- _Description of the task_: Return every item below word for word, omitting the pictures.

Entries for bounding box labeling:
+ + + + + + +
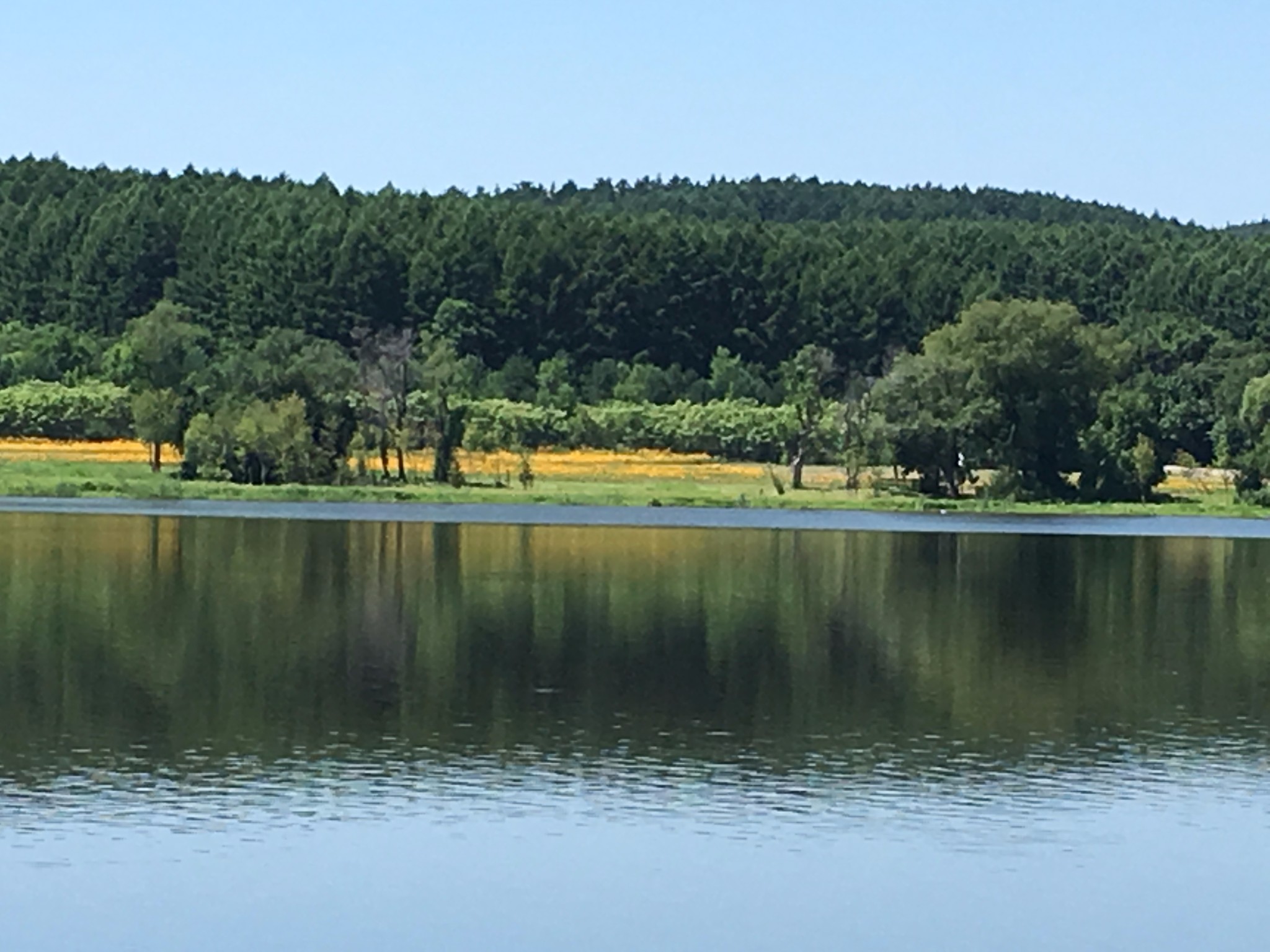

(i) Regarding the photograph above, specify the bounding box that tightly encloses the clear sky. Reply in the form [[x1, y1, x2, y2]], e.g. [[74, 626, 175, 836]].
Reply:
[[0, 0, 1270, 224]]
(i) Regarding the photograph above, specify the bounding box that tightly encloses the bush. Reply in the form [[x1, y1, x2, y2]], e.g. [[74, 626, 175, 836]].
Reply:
+ + + + + + +
- _Task response_:
(i) Regarding the photograph above, specify the bounding box that tightly encloses the clear sky. Reply in the form [[x1, y1, x2, y2]], e.g. [[74, 626, 175, 836]].
Reply:
[[0, 0, 1270, 224]]
(i) Regarding the photograph above, specify the bounding box that tightly encloses the bush. Reply in the form [[x1, y1, x2, y2]], e.g. [[74, 626, 175, 836]].
Reply:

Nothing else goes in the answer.